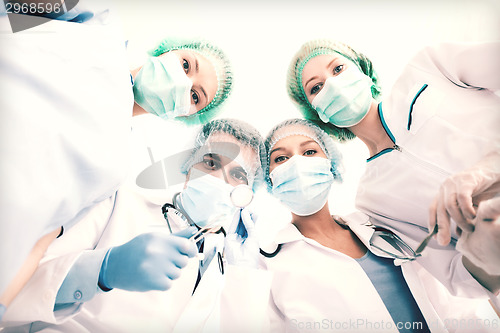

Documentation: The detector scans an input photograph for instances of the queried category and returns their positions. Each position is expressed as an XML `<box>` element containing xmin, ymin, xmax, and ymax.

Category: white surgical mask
<box><xmin>311</xmin><ymin>64</ymin><xmax>372</xmax><ymax>127</ymax></box>
<box><xmin>134</xmin><ymin>53</ymin><xmax>194</xmax><ymax>120</ymax></box>
<box><xmin>269</xmin><ymin>155</ymin><xmax>334</xmax><ymax>216</ymax></box>
<box><xmin>180</xmin><ymin>168</ymin><xmax>238</xmax><ymax>230</ymax></box>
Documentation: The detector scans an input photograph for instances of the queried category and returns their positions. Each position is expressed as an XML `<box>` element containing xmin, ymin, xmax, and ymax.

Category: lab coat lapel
<box><xmin>173</xmin><ymin>235</ymin><xmax>225</xmax><ymax>332</ymax></box>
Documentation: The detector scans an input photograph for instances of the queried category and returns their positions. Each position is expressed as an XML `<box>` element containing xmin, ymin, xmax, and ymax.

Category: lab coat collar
<box><xmin>274</xmin><ymin>212</ymin><xmax>374</xmax><ymax>248</ymax></box>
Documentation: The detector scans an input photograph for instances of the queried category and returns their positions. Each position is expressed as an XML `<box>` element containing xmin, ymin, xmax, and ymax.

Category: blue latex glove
<box><xmin>224</xmin><ymin>208</ymin><xmax>259</xmax><ymax>268</ymax></box>
<box><xmin>99</xmin><ymin>227</ymin><xmax>198</xmax><ymax>291</ymax></box>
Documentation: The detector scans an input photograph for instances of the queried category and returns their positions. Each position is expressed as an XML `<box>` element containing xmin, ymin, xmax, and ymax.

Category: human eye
<box><xmin>191</xmin><ymin>90</ymin><xmax>200</xmax><ymax>105</ymax></box>
<box><xmin>333</xmin><ymin>65</ymin><xmax>344</xmax><ymax>75</ymax></box>
<box><xmin>231</xmin><ymin>168</ymin><xmax>248</xmax><ymax>184</ymax></box>
<box><xmin>274</xmin><ymin>155</ymin><xmax>288</xmax><ymax>163</ymax></box>
<box><xmin>310</xmin><ymin>83</ymin><xmax>323</xmax><ymax>95</ymax></box>
<box><xmin>304</xmin><ymin>149</ymin><xmax>317</xmax><ymax>156</ymax></box>
<box><xmin>203</xmin><ymin>154</ymin><xmax>221</xmax><ymax>170</ymax></box>
<box><xmin>182</xmin><ymin>59</ymin><xmax>189</xmax><ymax>74</ymax></box>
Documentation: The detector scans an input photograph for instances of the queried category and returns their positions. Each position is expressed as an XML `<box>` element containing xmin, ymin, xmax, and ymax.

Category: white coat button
<box><xmin>73</xmin><ymin>290</ymin><xmax>83</xmax><ymax>301</ymax></box>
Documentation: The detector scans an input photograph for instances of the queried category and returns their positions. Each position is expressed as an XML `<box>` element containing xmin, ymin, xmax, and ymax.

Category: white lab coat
<box><xmin>0</xmin><ymin>1</ymin><xmax>133</xmax><ymax>294</ymax></box>
<box><xmin>2</xmin><ymin>184</ymin><xmax>271</xmax><ymax>332</ymax></box>
<box><xmin>356</xmin><ymin>43</ymin><xmax>500</xmax><ymax>297</ymax></box>
<box><xmin>262</xmin><ymin>212</ymin><xmax>498</xmax><ymax>332</ymax></box>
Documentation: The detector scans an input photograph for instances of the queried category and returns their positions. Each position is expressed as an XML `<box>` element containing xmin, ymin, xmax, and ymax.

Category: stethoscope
<box><xmin>161</xmin><ymin>184</ymin><xmax>253</xmax><ymax>243</ymax></box>
<box><xmin>161</xmin><ymin>184</ymin><xmax>253</xmax><ymax>274</ymax></box>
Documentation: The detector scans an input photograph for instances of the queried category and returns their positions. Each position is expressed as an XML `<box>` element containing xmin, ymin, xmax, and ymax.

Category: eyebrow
<box><xmin>200</xmin><ymin>86</ymin><xmax>208</xmax><ymax>105</ymax></box>
<box><xmin>193</xmin><ymin>56</ymin><xmax>200</xmax><ymax>73</ymax></box>
<box><xmin>300</xmin><ymin>139</ymin><xmax>317</xmax><ymax>147</ymax></box>
<box><xmin>203</xmin><ymin>153</ymin><xmax>221</xmax><ymax>162</ymax></box>
<box><xmin>269</xmin><ymin>147</ymin><xmax>284</xmax><ymax>157</ymax></box>
<box><xmin>304</xmin><ymin>56</ymin><xmax>338</xmax><ymax>88</ymax></box>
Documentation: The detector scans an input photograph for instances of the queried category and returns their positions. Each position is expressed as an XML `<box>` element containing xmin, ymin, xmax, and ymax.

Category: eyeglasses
<box><xmin>161</xmin><ymin>193</ymin><xmax>226</xmax><ymax>243</ymax></box>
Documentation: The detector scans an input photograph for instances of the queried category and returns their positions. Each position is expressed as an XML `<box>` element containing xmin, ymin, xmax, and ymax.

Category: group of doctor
<box><xmin>0</xmin><ymin>1</ymin><xmax>500</xmax><ymax>332</ymax></box>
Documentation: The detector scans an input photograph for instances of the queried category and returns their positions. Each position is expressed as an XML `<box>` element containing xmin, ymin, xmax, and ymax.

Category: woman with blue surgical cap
<box><xmin>0</xmin><ymin>119</ymin><xmax>270</xmax><ymax>332</ymax></box>
<box><xmin>132</xmin><ymin>38</ymin><xmax>232</xmax><ymax>125</ymax></box>
<box><xmin>287</xmin><ymin>40</ymin><xmax>500</xmax><ymax>298</ymax></box>
<box><xmin>261</xmin><ymin>119</ymin><xmax>458</xmax><ymax>332</ymax></box>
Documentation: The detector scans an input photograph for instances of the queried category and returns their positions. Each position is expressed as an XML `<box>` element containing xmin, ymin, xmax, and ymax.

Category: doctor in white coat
<box><xmin>288</xmin><ymin>40</ymin><xmax>500</xmax><ymax>299</ymax></box>
<box><xmin>0</xmin><ymin>1</ymin><xmax>232</xmax><ymax>318</ymax></box>
<box><xmin>0</xmin><ymin>1</ymin><xmax>134</xmax><ymax>317</ymax></box>
<box><xmin>262</xmin><ymin>119</ymin><xmax>498</xmax><ymax>332</ymax></box>
<box><xmin>2</xmin><ymin>120</ymin><xmax>270</xmax><ymax>332</ymax></box>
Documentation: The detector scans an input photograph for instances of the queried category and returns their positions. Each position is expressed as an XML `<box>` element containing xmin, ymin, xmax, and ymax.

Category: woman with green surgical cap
<box><xmin>132</xmin><ymin>38</ymin><xmax>232</xmax><ymax>125</ymax></box>
<box><xmin>287</xmin><ymin>40</ymin><xmax>500</xmax><ymax>299</ymax></box>
<box><xmin>261</xmin><ymin>119</ymin><xmax>480</xmax><ymax>332</ymax></box>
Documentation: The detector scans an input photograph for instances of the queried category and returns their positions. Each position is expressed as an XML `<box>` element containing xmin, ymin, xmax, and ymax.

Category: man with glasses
<box><xmin>1</xmin><ymin>119</ymin><xmax>270</xmax><ymax>332</ymax></box>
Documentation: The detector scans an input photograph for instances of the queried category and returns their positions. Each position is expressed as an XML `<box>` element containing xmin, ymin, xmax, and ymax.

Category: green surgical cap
<box><xmin>286</xmin><ymin>39</ymin><xmax>381</xmax><ymax>141</ymax></box>
<box><xmin>261</xmin><ymin>119</ymin><xmax>343</xmax><ymax>191</ymax></box>
<box><xmin>181</xmin><ymin>118</ymin><xmax>265</xmax><ymax>190</ymax></box>
<box><xmin>150</xmin><ymin>38</ymin><xmax>233</xmax><ymax>125</ymax></box>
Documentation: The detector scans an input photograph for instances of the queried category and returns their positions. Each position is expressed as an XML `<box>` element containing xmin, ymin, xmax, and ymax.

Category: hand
<box><xmin>224</xmin><ymin>208</ymin><xmax>259</xmax><ymax>268</ymax></box>
<box><xmin>0</xmin><ymin>304</ymin><xmax>7</xmax><ymax>322</ymax></box>
<box><xmin>457</xmin><ymin>197</ymin><xmax>500</xmax><ymax>275</ymax></box>
<box><xmin>429</xmin><ymin>152</ymin><xmax>500</xmax><ymax>246</ymax></box>
<box><xmin>99</xmin><ymin>227</ymin><xmax>198</xmax><ymax>291</ymax></box>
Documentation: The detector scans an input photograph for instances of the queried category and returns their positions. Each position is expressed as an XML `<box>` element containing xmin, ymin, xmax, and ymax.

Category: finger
<box><xmin>227</xmin><ymin>209</ymin><xmax>241</xmax><ymax>235</ymax></box>
<box><xmin>172</xmin><ymin>255</ymin><xmax>189</xmax><ymax>269</ymax></box>
<box><xmin>428</xmin><ymin>195</ymin><xmax>439</xmax><ymax>232</ymax></box>
<box><xmin>241</xmin><ymin>209</ymin><xmax>255</xmax><ymax>237</ymax></box>
<box><xmin>436</xmin><ymin>196</ymin><xmax>451</xmax><ymax>246</ymax></box>
<box><xmin>444</xmin><ymin>191</ymin><xmax>467</xmax><ymax>225</ymax></box>
<box><xmin>172</xmin><ymin>226</ymin><xmax>197</xmax><ymax>238</ymax></box>
<box><xmin>170</xmin><ymin>237</ymin><xmax>198</xmax><ymax>258</ymax></box>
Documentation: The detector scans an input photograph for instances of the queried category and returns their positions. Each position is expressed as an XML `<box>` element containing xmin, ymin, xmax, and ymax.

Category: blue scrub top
<box><xmin>356</xmin><ymin>251</ymin><xmax>430</xmax><ymax>332</ymax></box>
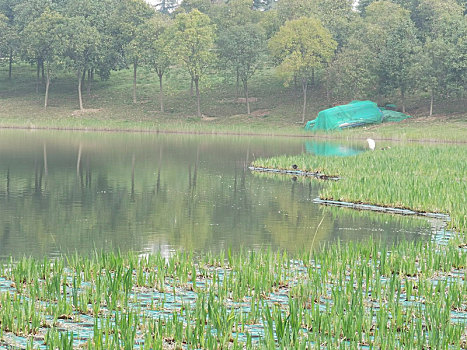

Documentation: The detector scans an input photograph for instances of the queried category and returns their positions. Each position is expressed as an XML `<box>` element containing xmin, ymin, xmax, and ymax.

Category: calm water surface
<box><xmin>0</xmin><ymin>130</ymin><xmax>436</xmax><ymax>258</ymax></box>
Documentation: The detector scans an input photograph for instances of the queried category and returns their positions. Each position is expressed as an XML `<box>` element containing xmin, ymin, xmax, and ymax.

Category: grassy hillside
<box><xmin>0</xmin><ymin>65</ymin><xmax>467</xmax><ymax>141</ymax></box>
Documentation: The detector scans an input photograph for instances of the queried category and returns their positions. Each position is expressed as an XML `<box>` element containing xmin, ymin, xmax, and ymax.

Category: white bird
<box><xmin>366</xmin><ymin>139</ymin><xmax>376</xmax><ymax>151</ymax></box>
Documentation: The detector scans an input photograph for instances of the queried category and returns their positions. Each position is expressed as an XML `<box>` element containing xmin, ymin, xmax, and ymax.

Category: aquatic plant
<box><xmin>253</xmin><ymin>144</ymin><xmax>467</xmax><ymax>237</ymax></box>
<box><xmin>0</xmin><ymin>242</ymin><xmax>467</xmax><ymax>349</ymax></box>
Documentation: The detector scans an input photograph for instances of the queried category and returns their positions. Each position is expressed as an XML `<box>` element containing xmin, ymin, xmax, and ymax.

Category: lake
<box><xmin>0</xmin><ymin>130</ymin><xmax>441</xmax><ymax>258</ymax></box>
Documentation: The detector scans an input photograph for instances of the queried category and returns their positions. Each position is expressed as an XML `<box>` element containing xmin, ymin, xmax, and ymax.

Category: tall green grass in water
<box><xmin>254</xmin><ymin>144</ymin><xmax>467</xmax><ymax>232</ymax></box>
<box><xmin>0</xmin><ymin>242</ymin><xmax>467</xmax><ymax>349</ymax></box>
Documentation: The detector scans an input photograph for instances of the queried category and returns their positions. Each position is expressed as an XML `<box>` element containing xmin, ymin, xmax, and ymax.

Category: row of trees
<box><xmin>0</xmin><ymin>0</ymin><xmax>467</xmax><ymax>120</ymax></box>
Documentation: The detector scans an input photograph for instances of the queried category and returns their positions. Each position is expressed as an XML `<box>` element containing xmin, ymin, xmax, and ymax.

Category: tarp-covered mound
<box><xmin>305</xmin><ymin>101</ymin><xmax>410</xmax><ymax>131</ymax></box>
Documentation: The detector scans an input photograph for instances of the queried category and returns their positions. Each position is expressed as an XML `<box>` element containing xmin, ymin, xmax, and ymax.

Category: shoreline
<box><xmin>0</xmin><ymin>124</ymin><xmax>467</xmax><ymax>145</ymax></box>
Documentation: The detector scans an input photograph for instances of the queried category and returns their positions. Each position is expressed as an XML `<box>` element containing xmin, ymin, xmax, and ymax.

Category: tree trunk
<box><xmin>242</xmin><ymin>79</ymin><xmax>250</xmax><ymax>115</ymax></box>
<box><xmin>41</xmin><ymin>59</ymin><xmax>45</xmax><ymax>85</ymax></box>
<box><xmin>158</xmin><ymin>73</ymin><xmax>164</xmax><ymax>113</ymax></box>
<box><xmin>235</xmin><ymin>67</ymin><xmax>240</xmax><ymax>99</ymax></box>
<box><xmin>302</xmin><ymin>79</ymin><xmax>308</xmax><ymax>123</ymax></box>
<box><xmin>87</xmin><ymin>69</ymin><xmax>92</xmax><ymax>97</ymax></box>
<box><xmin>76</xmin><ymin>69</ymin><xmax>83</xmax><ymax>111</ymax></box>
<box><xmin>76</xmin><ymin>143</ymin><xmax>82</xmax><ymax>177</ymax></box>
<box><xmin>44</xmin><ymin>143</ymin><xmax>49</xmax><ymax>176</ymax></box>
<box><xmin>401</xmin><ymin>89</ymin><xmax>405</xmax><ymax>113</ymax></box>
<box><xmin>36</xmin><ymin>59</ymin><xmax>41</xmax><ymax>94</ymax></box>
<box><xmin>194</xmin><ymin>77</ymin><xmax>201</xmax><ymax>117</ymax></box>
<box><xmin>326</xmin><ymin>69</ymin><xmax>331</xmax><ymax>107</ymax></box>
<box><xmin>44</xmin><ymin>67</ymin><xmax>50</xmax><ymax>109</ymax></box>
<box><xmin>430</xmin><ymin>88</ymin><xmax>435</xmax><ymax>117</ymax></box>
<box><xmin>133</xmin><ymin>60</ymin><xmax>138</xmax><ymax>103</ymax></box>
<box><xmin>8</xmin><ymin>48</ymin><xmax>13</xmax><ymax>80</ymax></box>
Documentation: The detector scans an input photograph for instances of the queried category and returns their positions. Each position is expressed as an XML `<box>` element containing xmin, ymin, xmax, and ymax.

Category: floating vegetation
<box><xmin>253</xmin><ymin>144</ymin><xmax>467</xmax><ymax>237</ymax></box>
<box><xmin>248</xmin><ymin>167</ymin><xmax>339</xmax><ymax>180</ymax></box>
<box><xmin>313</xmin><ymin>198</ymin><xmax>450</xmax><ymax>221</ymax></box>
<box><xmin>0</xmin><ymin>242</ymin><xmax>467</xmax><ymax>349</ymax></box>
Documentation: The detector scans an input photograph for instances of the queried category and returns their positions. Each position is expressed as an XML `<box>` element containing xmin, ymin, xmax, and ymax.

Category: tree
<box><xmin>219</xmin><ymin>24</ymin><xmax>265</xmax><ymax>114</ymax></box>
<box><xmin>253</xmin><ymin>0</ymin><xmax>277</xmax><ymax>11</ymax></box>
<box><xmin>366</xmin><ymin>1</ymin><xmax>420</xmax><ymax>111</ymax></box>
<box><xmin>23</xmin><ymin>9</ymin><xmax>64</xmax><ymax>108</ymax></box>
<box><xmin>134</xmin><ymin>15</ymin><xmax>173</xmax><ymax>112</ymax></box>
<box><xmin>417</xmin><ymin>0</ymin><xmax>467</xmax><ymax>115</ymax></box>
<box><xmin>329</xmin><ymin>37</ymin><xmax>378</xmax><ymax>100</ymax></box>
<box><xmin>269</xmin><ymin>17</ymin><xmax>337</xmax><ymax>123</ymax></box>
<box><xmin>180</xmin><ymin>0</ymin><xmax>211</xmax><ymax>14</ymax></box>
<box><xmin>174</xmin><ymin>9</ymin><xmax>215</xmax><ymax>117</ymax></box>
<box><xmin>58</xmin><ymin>16</ymin><xmax>101</xmax><ymax>110</ymax></box>
<box><xmin>0</xmin><ymin>0</ymin><xmax>21</xmax><ymax>79</ymax></box>
<box><xmin>0</xmin><ymin>13</ymin><xmax>10</xmax><ymax>57</ymax></box>
<box><xmin>112</xmin><ymin>0</ymin><xmax>155</xmax><ymax>103</ymax></box>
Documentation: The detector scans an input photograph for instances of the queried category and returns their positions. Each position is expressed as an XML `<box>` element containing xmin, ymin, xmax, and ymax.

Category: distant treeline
<box><xmin>0</xmin><ymin>0</ymin><xmax>467</xmax><ymax>117</ymax></box>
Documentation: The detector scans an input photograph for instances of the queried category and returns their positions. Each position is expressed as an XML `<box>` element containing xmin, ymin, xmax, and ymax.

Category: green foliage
<box><xmin>174</xmin><ymin>9</ymin><xmax>215</xmax><ymax>79</ymax></box>
<box><xmin>0</xmin><ymin>241</ymin><xmax>467</xmax><ymax>349</ymax></box>
<box><xmin>269</xmin><ymin>17</ymin><xmax>337</xmax><ymax>80</ymax></box>
<box><xmin>254</xmin><ymin>145</ymin><xmax>467</xmax><ymax>232</ymax></box>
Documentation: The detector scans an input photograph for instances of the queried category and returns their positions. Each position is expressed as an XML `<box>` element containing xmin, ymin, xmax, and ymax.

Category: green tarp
<box><xmin>305</xmin><ymin>101</ymin><xmax>410</xmax><ymax>131</ymax></box>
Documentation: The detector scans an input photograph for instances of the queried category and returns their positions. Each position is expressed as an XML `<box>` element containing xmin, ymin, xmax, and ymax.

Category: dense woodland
<box><xmin>0</xmin><ymin>0</ymin><xmax>467</xmax><ymax>119</ymax></box>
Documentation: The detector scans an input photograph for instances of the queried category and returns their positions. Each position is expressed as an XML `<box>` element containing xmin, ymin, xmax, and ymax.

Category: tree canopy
<box><xmin>0</xmin><ymin>0</ymin><xmax>467</xmax><ymax>120</ymax></box>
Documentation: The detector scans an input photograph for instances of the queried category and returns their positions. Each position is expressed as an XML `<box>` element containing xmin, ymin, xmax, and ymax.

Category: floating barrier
<box><xmin>313</xmin><ymin>198</ymin><xmax>451</xmax><ymax>221</ymax></box>
<box><xmin>248</xmin><ymin>166</ymin><xmax>451</xmax><ymax>221</ymax></box>
<box><xmin>248</xmin><ymin>166</ymin><xmax>340</xmax><ymax>181</ymax></box>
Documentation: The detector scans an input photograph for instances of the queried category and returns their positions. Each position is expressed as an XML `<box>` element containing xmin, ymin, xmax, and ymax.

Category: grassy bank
<box><xmin>0</xmin><ymin>66</ymin><xmax>467</xmax><ymax>142</ymax></box>
<box><xmin>254</xmin><ymin>144</ymin><xmax>467</xmax><ymax>237</ymax></box>
<box><xmin>0</xmin><ymin>243</ymin><xmax>467</xmax><ymax>349</ymax></box>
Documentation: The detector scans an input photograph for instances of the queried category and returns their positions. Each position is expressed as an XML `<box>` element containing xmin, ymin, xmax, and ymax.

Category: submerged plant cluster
<box><xmin>0</xmin><ymin>242</ymin><xmax>467</xmax><ymax>349</ymax></box>
<box><xmin>253</xmin><ymin>145</ymin><xmax>467</xmax><ymax>237</ymax></box>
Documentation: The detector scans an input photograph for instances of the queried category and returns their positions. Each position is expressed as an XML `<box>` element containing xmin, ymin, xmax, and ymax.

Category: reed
<box><xmin>0</xmin><ymin>242</ymin><xmax>467</xmax><ymax>349</ymax></box>
<box><xmin>253</xmin><ymin>144</ymin><xmax>467</xmax><ymax>237</ymax></box>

• Opis zadania
Wyodrębnij z powyższych wpisów wszystkie wiersze zawierające słowo „water”. Wielkość liter ma znaczenie.

• Rozwiązanie zadania
Category: calm water surface
Category: tall green grass in water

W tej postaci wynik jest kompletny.